_Goal of the exercise_
Copy out everything from the line that contains "[trace] green leaf -> outlines" down to the line that contains "[[208,91],[208,94],[210,98],[212,97],[212,92],[210,91]]", changing "vertex pairs" to "point pairs" and leaving the rest of those records unchanged.

_Given information_
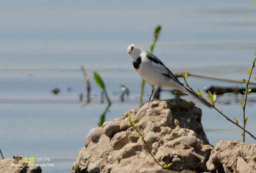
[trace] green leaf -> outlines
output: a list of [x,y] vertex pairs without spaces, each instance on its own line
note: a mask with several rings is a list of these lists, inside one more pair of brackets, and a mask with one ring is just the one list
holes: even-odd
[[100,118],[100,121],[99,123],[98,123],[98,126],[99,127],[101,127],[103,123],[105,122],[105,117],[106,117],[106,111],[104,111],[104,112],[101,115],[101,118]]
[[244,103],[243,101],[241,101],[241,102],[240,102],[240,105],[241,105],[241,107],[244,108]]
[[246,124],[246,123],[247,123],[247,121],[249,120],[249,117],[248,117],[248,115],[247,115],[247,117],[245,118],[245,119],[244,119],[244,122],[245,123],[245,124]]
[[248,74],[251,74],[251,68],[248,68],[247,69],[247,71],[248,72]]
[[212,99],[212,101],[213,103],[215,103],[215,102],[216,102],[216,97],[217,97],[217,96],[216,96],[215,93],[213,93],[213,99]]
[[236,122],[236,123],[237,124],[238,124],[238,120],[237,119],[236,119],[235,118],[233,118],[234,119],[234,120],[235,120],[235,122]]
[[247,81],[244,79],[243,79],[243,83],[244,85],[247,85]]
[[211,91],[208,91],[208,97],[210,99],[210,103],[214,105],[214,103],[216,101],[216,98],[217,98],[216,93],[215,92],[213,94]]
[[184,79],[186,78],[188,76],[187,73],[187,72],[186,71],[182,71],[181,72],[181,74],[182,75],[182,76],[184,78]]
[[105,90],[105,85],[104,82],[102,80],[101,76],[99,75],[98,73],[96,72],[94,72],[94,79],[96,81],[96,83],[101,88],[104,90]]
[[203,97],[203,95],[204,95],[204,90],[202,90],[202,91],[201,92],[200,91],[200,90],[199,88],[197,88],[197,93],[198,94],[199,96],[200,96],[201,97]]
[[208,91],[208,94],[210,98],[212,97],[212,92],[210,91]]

==

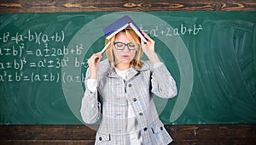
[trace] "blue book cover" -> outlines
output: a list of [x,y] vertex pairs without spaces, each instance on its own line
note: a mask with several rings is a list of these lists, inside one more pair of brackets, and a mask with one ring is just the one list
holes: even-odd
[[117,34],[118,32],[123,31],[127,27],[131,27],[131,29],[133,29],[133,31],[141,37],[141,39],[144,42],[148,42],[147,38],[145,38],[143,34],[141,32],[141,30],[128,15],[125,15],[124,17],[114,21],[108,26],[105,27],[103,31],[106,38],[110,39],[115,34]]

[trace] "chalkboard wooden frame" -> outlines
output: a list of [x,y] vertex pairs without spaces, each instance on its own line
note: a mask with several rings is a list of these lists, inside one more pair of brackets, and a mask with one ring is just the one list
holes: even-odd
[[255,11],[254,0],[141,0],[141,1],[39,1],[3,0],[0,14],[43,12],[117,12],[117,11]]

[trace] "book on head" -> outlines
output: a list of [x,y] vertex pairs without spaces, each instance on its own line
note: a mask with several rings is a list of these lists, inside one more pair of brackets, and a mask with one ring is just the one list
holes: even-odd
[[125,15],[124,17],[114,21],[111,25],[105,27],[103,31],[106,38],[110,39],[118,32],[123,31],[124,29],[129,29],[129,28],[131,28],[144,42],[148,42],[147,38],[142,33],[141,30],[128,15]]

_The answer_
[trace] green leaf -> outlines
output: a list of [x,y] point pairs without spaces, each instance on its own line
note: a mask with several rings is a list of these lists, inside one more pair of brackets, and a mask with one ring is just the one list
holes: even-odd
[[100,118],[100,121],[99,123],[98,123],[98,126],[99,127],[101,127],[103,123],[105,122],[105,117],[106,117],[106,111],[104,111],[104,112],[101,115],[101,118]]
[[244,103],[243,101],[241,101],[241,102],[240,102],[240,105],[241,105],[241,107],[244,108]]
[[246,124],[246,123],[247,123],[247,121],[249,120],[249,117],[248,117],[248,115],[247,115],[247,117],[245,118],[245,119],[244,119],[244,122],[245,123],[245,124]]
[[248,74],[251,74],[251,68],[248,68],[247,69],[247,71],[248,72]]
[[212,99],[212,101],[213,103],[215,103],[215,102],[216,102],[216,97],[217,97],[217,96],[216,96],[215,93],[213,93],[213,99]]
[[236,122],[236,123],[237,124],[238,124],[238,120],[237,119],[236,119],[235,118],[233,118],[234,119],[234,120],[235,120],[235,122]]
[[247,81],[244,79],[243,79],[243,83],[244,85],[247,85]]
[[211,91],[208,91],[208,97],[210,99],[210,103],[214,105],[214,103],[216,101],[216,98],[217,98],[216,93],[215,92],[213,94]]
[[184,79],[186,78],[188,76],[187,73],[187,72],[186,71],[182,71],[181,72],[181,74],[182,75],[182,76],[184,78]]
[[105,90],[105,85],[104,82],[102,80],[101,76],[99,75],[98,73],[96,72],[94,72],[94,79],[96,81],[96,83],[101,88],[104,90]]
[[203,97],[203,95],[204,95],[204,90],[202,90],[202,91],[201,92],[200,91],[200,90],[199,88],[197,88],[197,93],[198,94],[199,96],[200,96],[201,97]]
[[208,91],[208,94],[210,98],[212,97],[212,92],[210,91]]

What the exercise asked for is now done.